AUSGEWÄHLTER TEXTAUSZUG:

Katastrophe von Duisburg Ex-OB im Loveparade-Prozess: "Ich war an der Genehmigung nicht beteiligt"
Sein Umgang mit der Loveparade-Katastrophe hat Adolf Sauerland am Ende das Amt gekostet. Jetzt muss Duisburgs Ex-OB vor Gericht aussagen und weist jede Verantwortung von sich.
Düsseldorf. Er ist das Gesicht der Katastrophe. Als Adolf Sauerland (62) den Gerichtssaal „Außenstelle Landgericht Duisburg“ in der Düsseldorfer Messe betritt und am Zeugentisch Platz nimmt, wird er belagert von einer Schar Pressefotografen, wie er das nach seiner Abwahl 2012 als Duisburger Oberbürgermeister nicht mehr erlebt hat. Sauerland ist an diesem 27. Verhandlungstag der erste prominente Zeuge.
Nur als Zeuge muss er aussagen, nicht als Angeklagter, wie manche das gern gesehen hätten, die ihn für mitschuldig halten an der Loveparade-Katastrophe am 24. Juli 2010 mit 21 Toten und mehr als 560 Verletzten. Doch angeklagt sind bekanntlich sechs Mitarbeiter der Stadt und vier Mitarbeiter des Loveparade-Veranstalters Lopavent — wegen Planungsfehlern.
Solches Fehlverhalten hatte die Staatsanwaltschaft Sauerland nicht vorgeworfen. Angeklagt wegen Planungsfehlern sind seine ehemaligen Mitarbeiter, nicht aber er als ihr damaliger Chef. Und ihm droht auch keine Anklage mehr, da eine Strafverfolgung gegen ihn wegen fahrlässiger Tötung verjährt wäre. Weil sich Sauerland also juristisch nicht mehr selbst einer Strafverfolgung aussetzen würde — auch bei für ihn nachteiligen Aussagen — kann er aus diesem Grund nicht die Aussage verweigern. Er muss also nun als Zeuge alles sagen, was er weiß.

AUFGABENZIEL: Schreib den Text über den Loveparade-Prozess von „Nur als Zeuge“ bis hinunter zu „was er weiß.“ noch einmal ab und benenne dabei „Staatsanwaltschaft“ in „Anklagebehörde“ um.

DATENAUSZUG:
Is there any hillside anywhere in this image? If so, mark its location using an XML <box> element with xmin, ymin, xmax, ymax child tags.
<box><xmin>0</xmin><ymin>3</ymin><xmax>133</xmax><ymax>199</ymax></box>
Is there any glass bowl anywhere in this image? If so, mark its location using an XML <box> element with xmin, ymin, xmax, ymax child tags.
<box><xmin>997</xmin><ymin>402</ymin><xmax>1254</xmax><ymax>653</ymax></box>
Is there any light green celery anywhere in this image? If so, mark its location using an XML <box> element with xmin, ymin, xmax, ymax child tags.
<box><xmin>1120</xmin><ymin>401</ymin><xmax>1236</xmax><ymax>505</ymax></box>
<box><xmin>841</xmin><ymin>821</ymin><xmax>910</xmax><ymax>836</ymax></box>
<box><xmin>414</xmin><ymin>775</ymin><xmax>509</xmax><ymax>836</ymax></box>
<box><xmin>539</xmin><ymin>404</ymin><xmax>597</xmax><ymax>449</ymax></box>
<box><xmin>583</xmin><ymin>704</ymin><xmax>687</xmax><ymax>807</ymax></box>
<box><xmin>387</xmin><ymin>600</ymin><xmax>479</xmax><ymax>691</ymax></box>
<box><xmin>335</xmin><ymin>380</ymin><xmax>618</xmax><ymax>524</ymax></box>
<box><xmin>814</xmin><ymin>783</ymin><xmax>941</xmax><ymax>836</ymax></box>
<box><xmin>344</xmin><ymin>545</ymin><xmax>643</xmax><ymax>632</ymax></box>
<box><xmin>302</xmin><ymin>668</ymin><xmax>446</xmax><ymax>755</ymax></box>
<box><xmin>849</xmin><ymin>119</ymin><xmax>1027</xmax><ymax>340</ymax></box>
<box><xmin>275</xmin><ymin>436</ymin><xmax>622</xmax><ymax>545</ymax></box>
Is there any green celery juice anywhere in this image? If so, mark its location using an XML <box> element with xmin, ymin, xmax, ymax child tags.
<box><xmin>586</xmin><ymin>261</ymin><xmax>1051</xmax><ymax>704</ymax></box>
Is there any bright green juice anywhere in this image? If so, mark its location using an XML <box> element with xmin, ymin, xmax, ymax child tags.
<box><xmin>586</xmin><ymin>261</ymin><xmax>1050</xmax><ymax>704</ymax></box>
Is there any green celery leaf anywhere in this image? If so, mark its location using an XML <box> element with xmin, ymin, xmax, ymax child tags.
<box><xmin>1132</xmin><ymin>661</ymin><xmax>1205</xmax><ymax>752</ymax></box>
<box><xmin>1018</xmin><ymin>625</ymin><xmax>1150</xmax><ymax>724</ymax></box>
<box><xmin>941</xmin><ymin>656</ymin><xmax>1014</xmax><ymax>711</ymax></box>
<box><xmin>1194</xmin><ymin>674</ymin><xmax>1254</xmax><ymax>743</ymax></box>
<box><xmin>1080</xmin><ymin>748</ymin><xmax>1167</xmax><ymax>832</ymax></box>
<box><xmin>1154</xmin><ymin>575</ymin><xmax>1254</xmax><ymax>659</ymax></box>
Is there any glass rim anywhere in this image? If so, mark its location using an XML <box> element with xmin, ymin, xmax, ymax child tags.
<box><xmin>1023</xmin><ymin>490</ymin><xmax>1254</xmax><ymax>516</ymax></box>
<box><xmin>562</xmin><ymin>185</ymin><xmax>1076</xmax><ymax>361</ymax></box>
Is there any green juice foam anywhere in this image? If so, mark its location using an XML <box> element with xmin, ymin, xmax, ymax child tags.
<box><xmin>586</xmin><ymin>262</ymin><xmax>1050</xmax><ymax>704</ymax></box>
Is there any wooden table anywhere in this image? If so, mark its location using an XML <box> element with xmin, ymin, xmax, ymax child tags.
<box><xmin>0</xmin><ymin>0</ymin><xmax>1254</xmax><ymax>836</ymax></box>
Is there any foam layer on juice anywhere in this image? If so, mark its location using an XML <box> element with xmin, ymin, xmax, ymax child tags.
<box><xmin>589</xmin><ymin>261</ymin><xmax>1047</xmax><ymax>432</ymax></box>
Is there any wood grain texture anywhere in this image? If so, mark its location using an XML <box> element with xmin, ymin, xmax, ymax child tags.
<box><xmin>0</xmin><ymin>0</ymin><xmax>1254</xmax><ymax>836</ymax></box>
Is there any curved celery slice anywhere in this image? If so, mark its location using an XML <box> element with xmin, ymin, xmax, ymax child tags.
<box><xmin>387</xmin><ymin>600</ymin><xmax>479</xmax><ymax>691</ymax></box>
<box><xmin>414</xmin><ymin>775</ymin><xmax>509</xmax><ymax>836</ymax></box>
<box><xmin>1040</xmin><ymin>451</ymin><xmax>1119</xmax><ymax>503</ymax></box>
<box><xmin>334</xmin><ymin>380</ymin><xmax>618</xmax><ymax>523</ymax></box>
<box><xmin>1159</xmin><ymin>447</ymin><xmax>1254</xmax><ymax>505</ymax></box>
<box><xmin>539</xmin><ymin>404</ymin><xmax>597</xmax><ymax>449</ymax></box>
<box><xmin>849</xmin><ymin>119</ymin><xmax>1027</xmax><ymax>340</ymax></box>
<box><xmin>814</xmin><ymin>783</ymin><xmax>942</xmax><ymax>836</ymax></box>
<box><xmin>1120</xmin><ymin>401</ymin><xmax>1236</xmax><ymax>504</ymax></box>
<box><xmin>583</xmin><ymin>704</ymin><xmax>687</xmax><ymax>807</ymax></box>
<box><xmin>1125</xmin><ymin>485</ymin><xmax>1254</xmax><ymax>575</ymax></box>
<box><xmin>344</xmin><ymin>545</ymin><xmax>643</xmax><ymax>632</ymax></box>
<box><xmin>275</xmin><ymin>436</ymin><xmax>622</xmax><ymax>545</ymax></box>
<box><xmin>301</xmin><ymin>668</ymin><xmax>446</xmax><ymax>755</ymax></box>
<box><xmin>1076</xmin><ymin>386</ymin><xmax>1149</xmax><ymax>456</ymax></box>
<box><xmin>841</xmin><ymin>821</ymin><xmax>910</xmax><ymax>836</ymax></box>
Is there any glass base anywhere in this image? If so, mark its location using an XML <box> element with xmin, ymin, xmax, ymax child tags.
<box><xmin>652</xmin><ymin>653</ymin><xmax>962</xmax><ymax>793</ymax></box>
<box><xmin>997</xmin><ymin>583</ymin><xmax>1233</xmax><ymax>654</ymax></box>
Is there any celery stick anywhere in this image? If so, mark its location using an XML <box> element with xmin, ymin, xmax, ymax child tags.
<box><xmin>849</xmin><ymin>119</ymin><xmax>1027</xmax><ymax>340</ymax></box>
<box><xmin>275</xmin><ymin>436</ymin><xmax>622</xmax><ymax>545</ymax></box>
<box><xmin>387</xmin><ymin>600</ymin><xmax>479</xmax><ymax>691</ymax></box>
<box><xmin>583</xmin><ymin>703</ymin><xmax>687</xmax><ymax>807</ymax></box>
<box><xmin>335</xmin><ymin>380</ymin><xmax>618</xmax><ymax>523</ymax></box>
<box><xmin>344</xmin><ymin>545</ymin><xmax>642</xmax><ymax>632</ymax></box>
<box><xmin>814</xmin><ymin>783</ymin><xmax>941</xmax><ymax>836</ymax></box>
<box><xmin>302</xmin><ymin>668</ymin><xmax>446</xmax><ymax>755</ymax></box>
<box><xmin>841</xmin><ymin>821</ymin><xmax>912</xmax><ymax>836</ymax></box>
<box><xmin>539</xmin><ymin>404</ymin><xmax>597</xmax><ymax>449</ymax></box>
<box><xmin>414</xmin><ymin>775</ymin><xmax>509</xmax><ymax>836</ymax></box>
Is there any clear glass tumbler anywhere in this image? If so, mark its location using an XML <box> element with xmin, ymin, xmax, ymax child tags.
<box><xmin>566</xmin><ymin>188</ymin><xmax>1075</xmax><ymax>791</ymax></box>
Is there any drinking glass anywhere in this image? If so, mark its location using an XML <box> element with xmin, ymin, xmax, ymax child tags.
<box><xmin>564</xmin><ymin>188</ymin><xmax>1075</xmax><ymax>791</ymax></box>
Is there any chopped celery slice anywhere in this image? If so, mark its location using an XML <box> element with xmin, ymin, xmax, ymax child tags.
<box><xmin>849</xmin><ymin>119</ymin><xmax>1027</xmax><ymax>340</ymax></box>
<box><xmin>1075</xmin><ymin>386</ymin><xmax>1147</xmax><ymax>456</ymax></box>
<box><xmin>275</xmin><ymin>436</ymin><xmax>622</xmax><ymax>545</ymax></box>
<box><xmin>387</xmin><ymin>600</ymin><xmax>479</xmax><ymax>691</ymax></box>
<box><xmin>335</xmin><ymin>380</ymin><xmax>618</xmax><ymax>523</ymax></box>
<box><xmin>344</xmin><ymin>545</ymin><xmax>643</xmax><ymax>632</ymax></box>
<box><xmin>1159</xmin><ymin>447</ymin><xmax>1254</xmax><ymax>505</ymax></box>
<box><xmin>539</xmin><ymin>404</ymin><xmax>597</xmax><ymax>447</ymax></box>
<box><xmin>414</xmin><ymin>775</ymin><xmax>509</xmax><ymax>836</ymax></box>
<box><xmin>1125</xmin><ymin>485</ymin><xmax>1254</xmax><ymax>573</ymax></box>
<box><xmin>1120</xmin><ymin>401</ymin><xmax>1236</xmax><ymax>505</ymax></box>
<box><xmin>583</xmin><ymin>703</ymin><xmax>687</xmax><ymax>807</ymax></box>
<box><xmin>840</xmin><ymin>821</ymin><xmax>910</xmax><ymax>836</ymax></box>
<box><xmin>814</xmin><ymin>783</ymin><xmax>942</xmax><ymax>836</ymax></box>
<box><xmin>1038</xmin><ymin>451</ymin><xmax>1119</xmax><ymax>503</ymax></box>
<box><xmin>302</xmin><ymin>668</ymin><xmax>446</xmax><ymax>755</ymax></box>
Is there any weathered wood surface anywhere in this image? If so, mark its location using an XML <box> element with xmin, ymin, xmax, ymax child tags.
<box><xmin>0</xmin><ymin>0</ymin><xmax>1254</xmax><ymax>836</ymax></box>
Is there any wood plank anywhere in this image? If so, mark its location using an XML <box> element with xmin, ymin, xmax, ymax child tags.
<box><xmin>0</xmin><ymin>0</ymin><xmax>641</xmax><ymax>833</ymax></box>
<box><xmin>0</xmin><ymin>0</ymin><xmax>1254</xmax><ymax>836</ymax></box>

MUSTERLÖSUNG:
Nur als Zeuge muss er aussagen, nicht als Angeklagter, wie manche das gern gesehen hätten, die ihn für mitschuldig halten an der Loveparade-Katastrophe am 24. Juli 2010 mit 21 Toten und mehr als 560 Verletzten. Doch angeklagt sind bekanntlich sechs Mitarbeiter der Stadt und vier Mitarbeiter des Loveparade-Veranstalters Lopavent — wegen Planungsfehlern.
Solches Fehlverhalten hatte die Anklagebehörde Sauerland nicht vorgeworfen. Angeklagt wegen Planungsfehlern sind seine ehemaligen Mitarbeiter, nicht aber er als ihr damaliger Chef. Und ihm droht auch keine Anklage mehr, da eine Strafverfolgung gegen ihn wegen fahrlässiger Tötung verjährt wäre. Weil sich Sauerland also juristisch nicht mehr selbst einer Strafverfolgung aussetzen würde — auch bei für ihn nachteiligen Aussagen — kann er aus diesem Grund nicht die Aussage verweigern. Er muss also nun als Zeuge alles sagen, was er weiß.